→ **WORK TASK A**: Return the part of the blog post on postpartum depression that starts with "Turns out, stress...good" and goes on through "it Post Partum.", copied word for word.
→ **WORK TASK B**:
Answer these questions from the blog post on postpartum depression:
(i) Which two vitamins did the writer turn out to be low in?
(ii) How many very needy and tiny people was the writer caring for?
(iii) What had the writer struggled with before having the children?
→ **WORK TASK C**: Extend the blog post on postpartum depression, picking up after its last sentence.

→ **READING PASSAGE**:

Lately at home, things have been full. Very full. And I'm once again learning to find the balance of work and life with a new baby in the family. Motherhood is #1 in my book, but so is my illustration and design work. It's all so integral to me, as so much of what I'm learning as a mother influences what I want to say as an artist. I'm truly blessed.
This past year, I've had struggles with post-partum depression on and off. And it's something I have taken very seriously. The stress of young children and babies on your body, mind and spirit is very real. No matter how much you LOVE being a mom, and love your kids. Believe me. When it hit me that I was struggling...I mean..I love my kids! I prayed for each one of them! I struggled with infertility...so how could I possibly be suffering from this?
Turns out, stress...good and bad...messes with your body. And the reality of business and work and motherhood and no sleep and 4 very needy and tiny people to care for took it's toll on me.
I don't say this to complain as much as I just want to share the "real" part of what I do and how I do it. I really believe that none of us do what we do professionally with out some kind of personal set back. Or set backs. This one for me, has been very challenging. Albeit not SERIOUS, it's been a challenge that has required a lot of thought, diligence and perserverance.
My Post Partum Depression was kind of mixed with a bit of anxiety and adrenal fatigue too. Hard to say what exactly was what. But they all have similar symptoms, and so I'm just going to call it Post Partum.
How I've managed it so far:
1) Medical Help. First thing I did was to see my Dr and get my hormones checked. I was able to take care of a big bulk of it from managing my hormones, and I'm so grateful for that. I was also able to see that I was low in Vitamin B12 and D3, which are vital in maintaining positive moods and energy.
2) Sleep. It was so important that I take more off my plate so that I could rest. Naps were key. My body needed to heal and regulate, and sleep was paramount to that.

→ **RECORDED INFORMATION**:
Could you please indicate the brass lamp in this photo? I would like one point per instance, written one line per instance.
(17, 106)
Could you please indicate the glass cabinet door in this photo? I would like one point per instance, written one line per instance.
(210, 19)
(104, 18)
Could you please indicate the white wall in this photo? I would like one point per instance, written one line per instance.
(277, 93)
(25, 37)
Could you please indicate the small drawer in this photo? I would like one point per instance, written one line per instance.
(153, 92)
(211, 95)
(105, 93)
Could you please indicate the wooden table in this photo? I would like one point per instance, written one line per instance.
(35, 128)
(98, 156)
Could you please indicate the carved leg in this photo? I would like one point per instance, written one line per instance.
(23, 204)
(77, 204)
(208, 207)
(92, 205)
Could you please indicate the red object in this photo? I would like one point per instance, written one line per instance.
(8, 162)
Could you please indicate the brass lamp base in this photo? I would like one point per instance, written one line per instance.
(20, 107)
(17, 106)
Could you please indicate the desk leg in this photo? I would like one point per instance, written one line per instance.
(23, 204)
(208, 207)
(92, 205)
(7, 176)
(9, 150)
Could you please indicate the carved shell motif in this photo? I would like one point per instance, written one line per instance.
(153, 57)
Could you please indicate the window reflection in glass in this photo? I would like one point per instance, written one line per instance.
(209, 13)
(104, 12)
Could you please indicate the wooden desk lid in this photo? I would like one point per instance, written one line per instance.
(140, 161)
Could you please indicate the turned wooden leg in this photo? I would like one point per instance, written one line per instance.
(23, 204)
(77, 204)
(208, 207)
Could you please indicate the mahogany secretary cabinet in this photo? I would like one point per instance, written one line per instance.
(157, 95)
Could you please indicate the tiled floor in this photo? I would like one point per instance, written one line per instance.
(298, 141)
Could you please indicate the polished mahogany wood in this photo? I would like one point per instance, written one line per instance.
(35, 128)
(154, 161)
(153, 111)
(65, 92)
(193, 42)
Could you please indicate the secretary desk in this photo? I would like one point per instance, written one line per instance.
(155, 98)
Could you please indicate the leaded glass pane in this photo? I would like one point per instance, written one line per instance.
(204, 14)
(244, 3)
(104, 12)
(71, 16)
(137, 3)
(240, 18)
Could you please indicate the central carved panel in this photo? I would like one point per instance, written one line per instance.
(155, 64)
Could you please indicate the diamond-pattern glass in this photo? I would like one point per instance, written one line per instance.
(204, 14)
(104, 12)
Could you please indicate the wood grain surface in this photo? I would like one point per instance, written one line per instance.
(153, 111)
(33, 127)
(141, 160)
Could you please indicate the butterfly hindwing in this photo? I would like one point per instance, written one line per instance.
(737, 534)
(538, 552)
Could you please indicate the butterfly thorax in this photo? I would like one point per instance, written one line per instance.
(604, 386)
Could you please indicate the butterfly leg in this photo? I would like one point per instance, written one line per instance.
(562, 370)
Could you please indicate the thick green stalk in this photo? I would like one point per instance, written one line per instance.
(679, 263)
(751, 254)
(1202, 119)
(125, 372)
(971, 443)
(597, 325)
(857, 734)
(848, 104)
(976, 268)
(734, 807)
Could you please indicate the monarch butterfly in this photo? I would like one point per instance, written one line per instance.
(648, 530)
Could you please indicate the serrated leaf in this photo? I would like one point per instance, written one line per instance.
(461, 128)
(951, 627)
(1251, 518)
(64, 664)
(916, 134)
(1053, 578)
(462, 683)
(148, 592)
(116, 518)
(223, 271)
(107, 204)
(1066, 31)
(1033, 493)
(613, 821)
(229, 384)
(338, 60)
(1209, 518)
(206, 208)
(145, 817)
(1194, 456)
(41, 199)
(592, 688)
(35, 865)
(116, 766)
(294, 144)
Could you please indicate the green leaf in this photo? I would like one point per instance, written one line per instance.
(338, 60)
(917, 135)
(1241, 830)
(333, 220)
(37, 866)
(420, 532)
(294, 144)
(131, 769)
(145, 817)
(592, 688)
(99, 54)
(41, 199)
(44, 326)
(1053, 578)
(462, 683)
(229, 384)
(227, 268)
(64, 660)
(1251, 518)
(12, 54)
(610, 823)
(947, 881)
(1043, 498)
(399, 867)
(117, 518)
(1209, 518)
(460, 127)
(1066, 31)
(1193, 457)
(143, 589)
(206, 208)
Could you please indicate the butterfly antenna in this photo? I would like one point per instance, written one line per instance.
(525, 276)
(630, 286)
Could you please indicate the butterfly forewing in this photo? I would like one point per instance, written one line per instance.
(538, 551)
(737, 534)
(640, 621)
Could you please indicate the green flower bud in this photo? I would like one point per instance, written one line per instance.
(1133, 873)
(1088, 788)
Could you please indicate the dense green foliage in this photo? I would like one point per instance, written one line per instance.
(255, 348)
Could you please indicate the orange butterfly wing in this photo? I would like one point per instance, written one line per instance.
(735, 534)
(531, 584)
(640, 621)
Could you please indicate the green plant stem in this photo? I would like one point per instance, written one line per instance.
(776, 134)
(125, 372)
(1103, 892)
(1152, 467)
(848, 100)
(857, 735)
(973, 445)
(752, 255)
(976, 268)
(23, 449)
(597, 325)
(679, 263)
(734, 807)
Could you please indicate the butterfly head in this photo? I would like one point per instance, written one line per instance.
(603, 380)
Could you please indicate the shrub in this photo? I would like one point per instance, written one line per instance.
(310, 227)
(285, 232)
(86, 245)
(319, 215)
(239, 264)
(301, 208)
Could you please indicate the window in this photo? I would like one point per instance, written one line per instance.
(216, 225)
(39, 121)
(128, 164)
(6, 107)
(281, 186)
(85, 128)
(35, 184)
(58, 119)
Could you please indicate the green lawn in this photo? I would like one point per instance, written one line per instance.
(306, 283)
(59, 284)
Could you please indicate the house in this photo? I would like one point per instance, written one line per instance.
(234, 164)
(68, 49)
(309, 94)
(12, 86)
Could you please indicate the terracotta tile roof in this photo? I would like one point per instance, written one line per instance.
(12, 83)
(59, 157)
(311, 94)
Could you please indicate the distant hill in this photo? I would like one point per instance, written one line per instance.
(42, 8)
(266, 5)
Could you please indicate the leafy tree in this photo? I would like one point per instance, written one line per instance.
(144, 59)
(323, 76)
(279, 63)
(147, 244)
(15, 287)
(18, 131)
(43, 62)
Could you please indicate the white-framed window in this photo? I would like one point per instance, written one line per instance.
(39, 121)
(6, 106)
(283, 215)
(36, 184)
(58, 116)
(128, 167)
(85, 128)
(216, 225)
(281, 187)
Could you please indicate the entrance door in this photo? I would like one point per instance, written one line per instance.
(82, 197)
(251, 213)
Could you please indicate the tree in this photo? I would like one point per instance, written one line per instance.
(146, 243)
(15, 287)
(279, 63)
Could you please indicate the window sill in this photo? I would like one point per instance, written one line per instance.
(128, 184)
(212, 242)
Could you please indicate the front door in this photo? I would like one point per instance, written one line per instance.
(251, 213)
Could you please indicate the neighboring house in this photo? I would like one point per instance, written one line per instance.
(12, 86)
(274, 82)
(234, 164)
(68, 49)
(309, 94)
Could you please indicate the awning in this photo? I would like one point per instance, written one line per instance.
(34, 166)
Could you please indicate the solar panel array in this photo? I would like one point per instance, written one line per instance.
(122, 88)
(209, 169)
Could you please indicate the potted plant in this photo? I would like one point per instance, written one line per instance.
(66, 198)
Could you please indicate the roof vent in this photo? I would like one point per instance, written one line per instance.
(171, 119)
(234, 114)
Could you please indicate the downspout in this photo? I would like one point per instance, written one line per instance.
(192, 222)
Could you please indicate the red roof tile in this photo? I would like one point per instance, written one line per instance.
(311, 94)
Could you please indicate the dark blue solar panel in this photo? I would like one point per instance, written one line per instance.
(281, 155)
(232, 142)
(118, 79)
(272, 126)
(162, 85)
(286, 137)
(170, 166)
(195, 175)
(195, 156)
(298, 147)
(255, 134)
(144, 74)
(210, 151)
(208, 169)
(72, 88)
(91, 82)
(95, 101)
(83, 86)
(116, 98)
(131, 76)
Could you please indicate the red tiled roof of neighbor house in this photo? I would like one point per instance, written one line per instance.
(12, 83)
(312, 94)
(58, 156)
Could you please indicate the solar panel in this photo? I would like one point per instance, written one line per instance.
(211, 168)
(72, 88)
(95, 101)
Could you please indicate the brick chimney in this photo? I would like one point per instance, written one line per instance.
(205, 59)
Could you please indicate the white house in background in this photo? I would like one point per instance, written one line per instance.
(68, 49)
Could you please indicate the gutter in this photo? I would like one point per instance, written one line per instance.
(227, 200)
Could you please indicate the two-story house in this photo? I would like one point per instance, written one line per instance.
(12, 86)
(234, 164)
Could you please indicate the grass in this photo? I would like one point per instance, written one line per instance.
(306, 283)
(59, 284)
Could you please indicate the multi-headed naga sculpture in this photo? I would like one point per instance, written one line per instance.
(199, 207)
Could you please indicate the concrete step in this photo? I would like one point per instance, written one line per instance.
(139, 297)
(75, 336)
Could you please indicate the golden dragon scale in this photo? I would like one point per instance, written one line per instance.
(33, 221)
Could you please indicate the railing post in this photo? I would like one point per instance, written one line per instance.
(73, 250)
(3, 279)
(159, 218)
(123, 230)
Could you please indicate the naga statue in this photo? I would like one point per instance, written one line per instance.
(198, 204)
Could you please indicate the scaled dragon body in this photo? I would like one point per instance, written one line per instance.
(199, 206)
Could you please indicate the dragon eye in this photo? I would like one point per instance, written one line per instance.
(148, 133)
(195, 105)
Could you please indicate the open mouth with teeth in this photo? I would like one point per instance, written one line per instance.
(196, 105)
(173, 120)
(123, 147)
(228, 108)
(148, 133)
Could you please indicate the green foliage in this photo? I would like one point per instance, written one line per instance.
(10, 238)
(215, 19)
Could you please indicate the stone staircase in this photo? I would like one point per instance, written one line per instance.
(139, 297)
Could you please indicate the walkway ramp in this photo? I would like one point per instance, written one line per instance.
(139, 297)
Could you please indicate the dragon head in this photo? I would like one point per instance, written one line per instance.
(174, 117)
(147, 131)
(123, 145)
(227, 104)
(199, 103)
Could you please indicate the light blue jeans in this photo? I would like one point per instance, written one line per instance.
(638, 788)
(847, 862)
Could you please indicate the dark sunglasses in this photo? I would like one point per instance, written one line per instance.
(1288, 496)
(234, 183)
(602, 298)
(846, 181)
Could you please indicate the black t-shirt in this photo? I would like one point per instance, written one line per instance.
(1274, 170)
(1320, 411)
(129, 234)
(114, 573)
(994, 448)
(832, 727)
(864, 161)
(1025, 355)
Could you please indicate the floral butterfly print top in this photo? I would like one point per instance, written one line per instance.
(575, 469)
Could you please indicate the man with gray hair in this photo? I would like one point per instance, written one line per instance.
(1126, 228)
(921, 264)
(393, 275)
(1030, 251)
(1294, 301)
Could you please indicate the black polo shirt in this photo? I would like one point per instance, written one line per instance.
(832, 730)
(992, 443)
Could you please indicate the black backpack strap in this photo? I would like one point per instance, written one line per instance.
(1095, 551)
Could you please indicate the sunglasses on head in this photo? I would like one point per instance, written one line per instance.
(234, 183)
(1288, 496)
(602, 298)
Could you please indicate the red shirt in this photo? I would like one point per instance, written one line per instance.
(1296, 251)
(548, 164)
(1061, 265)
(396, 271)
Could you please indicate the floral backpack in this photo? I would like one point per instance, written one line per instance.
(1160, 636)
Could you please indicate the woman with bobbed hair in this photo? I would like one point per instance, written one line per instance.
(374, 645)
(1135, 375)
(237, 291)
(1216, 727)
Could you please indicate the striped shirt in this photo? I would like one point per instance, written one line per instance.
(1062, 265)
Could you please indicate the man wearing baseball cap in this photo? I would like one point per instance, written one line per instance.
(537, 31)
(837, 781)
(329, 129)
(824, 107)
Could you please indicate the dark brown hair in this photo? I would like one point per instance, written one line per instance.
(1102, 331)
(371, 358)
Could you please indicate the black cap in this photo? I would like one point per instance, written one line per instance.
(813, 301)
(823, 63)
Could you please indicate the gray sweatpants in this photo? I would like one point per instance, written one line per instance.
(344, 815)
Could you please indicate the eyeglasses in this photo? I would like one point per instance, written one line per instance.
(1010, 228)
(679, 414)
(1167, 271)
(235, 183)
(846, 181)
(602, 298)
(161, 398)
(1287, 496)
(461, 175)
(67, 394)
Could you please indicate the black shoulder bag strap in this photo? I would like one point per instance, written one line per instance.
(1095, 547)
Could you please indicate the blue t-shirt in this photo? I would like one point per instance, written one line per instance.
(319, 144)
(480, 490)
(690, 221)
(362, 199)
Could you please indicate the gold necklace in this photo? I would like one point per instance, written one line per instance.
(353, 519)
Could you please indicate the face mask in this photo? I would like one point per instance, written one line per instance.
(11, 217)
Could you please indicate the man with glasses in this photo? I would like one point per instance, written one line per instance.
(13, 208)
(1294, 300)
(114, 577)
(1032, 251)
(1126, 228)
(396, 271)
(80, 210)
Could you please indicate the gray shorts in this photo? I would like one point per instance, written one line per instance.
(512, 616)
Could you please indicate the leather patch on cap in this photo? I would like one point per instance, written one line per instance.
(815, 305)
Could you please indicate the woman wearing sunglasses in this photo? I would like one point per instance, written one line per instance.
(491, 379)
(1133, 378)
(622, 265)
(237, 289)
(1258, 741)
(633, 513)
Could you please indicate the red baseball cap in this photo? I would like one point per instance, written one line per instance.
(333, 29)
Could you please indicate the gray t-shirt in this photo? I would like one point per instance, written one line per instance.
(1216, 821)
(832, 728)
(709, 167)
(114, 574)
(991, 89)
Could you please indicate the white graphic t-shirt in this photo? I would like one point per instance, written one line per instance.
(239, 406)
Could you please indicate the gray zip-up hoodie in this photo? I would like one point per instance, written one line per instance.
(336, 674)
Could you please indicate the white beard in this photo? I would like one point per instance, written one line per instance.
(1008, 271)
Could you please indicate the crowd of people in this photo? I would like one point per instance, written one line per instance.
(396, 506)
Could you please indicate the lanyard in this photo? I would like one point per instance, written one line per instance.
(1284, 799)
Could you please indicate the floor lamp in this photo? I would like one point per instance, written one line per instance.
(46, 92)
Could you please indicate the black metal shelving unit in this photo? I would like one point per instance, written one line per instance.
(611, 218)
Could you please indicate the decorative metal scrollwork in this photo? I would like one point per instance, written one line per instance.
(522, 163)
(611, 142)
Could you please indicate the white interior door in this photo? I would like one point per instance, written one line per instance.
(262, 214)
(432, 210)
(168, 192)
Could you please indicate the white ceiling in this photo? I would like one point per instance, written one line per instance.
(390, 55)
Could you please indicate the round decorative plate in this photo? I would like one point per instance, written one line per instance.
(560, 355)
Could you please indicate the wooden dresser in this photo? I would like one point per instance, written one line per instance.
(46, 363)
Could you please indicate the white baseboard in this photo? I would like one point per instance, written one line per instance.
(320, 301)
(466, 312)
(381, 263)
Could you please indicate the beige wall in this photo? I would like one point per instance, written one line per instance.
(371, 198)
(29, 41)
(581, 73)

→ **WRITTEN ANSWER A**:
Turns out, stress...good and bad...messes with your body. And the reality of business and work and motherhood and no sleep and 4 very needy and tiny people to care for took it's toll on me.
I don't say this to complain as much as I just want to share the "real" part of what I do and how I do it. I really believe that none of us do what we do professionally with out some kind of personal set back. Or set backs. This one for me, has been very challenging. Albeit not SERIOUS, it's been a challenge that has required a lot of thought, diligence and perserverance.
My Post Partum Depression was kind of mixed with a bit of anxiety and adrenal fatigue too. Hard to say what exactly was what. But they all have similar symptoms, and so I'm just going to call it Post Partum.

→ **WRITTEN ANSWER B**:
(i) Vitamin B12 and D3
(ii) Four
(iii) Infertility

→ **WRITTEN ANSWER C**:
3) Home Help. One of the hardest things I did was get a nanny a few months after Anders was born. I felt like I was giving up! But sleep was SO important, and I needed someone to watch Ella so I could sleep when my baby slept. So important in those early months. Now that Anders is older, I have help at home so that I can work within a schedule, which has helped tremendously.
4) Diet. I'm not in any way consistent here, but eating a whole foods diet was huge in healing my mind, body and spirit. Cutting the sugar and processed foods...of any kind...worked wonders. Not the easiest for me to maintain, but every effort made a difference. I've been following Deliciously Ella and Sarah Wilson for some time now, and they are my heros.
5) Slow Down. This was a hard one. I am a workaholic (in a lot of ways) and it was really hard for me to admit I needed more time to get illustration and design work done. Allowing myself to be abit slower, put things aside and actually say no to some projects was key.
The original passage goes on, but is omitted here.